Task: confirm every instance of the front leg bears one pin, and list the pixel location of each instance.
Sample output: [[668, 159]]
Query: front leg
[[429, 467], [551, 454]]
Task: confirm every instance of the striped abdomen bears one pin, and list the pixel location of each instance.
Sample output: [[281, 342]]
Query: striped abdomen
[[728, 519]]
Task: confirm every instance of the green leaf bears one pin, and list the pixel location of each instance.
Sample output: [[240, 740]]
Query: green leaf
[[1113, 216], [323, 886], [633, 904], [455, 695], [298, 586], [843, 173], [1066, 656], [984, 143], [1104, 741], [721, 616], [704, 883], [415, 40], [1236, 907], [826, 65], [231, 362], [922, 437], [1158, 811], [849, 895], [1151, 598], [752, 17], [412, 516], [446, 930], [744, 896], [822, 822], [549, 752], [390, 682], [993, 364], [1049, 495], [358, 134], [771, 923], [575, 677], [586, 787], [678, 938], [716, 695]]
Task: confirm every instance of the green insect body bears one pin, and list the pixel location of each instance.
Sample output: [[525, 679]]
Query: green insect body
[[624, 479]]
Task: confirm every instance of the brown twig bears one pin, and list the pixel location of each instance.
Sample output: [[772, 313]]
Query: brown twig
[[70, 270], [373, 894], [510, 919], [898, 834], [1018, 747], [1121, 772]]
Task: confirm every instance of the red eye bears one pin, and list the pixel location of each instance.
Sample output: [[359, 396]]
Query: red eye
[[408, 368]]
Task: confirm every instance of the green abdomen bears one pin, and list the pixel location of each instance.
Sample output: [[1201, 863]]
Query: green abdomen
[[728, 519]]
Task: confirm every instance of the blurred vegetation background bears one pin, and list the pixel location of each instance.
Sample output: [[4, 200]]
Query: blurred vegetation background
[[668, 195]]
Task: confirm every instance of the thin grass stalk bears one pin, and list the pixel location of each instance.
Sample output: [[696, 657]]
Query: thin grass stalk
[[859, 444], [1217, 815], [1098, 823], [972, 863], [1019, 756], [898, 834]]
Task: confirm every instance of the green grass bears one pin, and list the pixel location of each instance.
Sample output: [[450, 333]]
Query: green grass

┄┄┄┄┄┄┄┄┄┄┄┄┄┄┄┄┄┄┄┄

__Exercise__.
Please return all of the lines above verbatim, without any changes.

__In response__.
Task: confirm every instance of the front leg bears one pin, and list the pixel location of each instance.
Sample output: [[668, 159]]
Query: front leg
[[429, 467], [551, 454]]
Task: confirm every instance of the striped abdomen bears one pin, and list the pixel location of each instance.
Sample output: [[281, 342]]
Query: striped abdomen
[[728, 519]]
Task: confirm every instance of the green leaf bears one pin, and list the pixel location of each instance.
Sample output: [[240, 740]]
Query: green leaf
[[1113, 216], [323, 886], [633, 904], [455, 695], [298, 586], [843, 173], [1066, 656], [984, 143], [1104, 741], [721, 616], [704, 883], [415, 40], [1236, 907], [826, 65], [231, 362], [922, 437], [1158, 811], [849, 895], [1151, 598], [752, 17], [412, 516], [446, 930], [744, 896], [822, 822], [549, 752], [390, 682], [993, 364], [1049, 495], [358, 134], [771, 923], [575, 677], [586, 787], [678, 938], [716, 695]]
Task: confirm every instance of the green insect body bears one pin, and list the pixel location of each instance.
Sample output: [[525, 679]]
Query: green insect body
[[624, 479]]
Task: confirm every instance of the brown twig bears one pin, and list the pixel location of each instance.
Sample output: [[772, 313]]
Query: brown twig
[[70, 270], [373, 894], [510, 919], [898, 834], [1018, 747], [1121, 772]]
Task: confirm every instance of the red eye bears one pin, and list the pixel location of each instance.
Sample output: [[359, 396]]
Query: red eye
[[408, 368]]
Task: confirm every instance of the green abdomen bears one pin, and list the pixel location of each instance.
Sample output: [[1201, 863]]
Query: green abdomen
[[728, 519]]
Task: confirm every instance of the blurred vegetation background bears one pin, and list the pixel location of each instance.
Sample output: [[4, 200]]
Query: blurred vegetation background
[[668, 195]]
Task: confirm every instance of the thin grass stalk bears one pin, and list the pixel location of each instance.
Sample output: [[696, 657]]
Query: thin grass stalk
[[859, 444], [1217, 815], [1098, 823], [972, 863], [1019, 756], [898, 834]]
Task: confirm every instance of the green grass bears one pin, and list the pixel location of each instance.
Sample output: [[450, 333]]
Query: green grass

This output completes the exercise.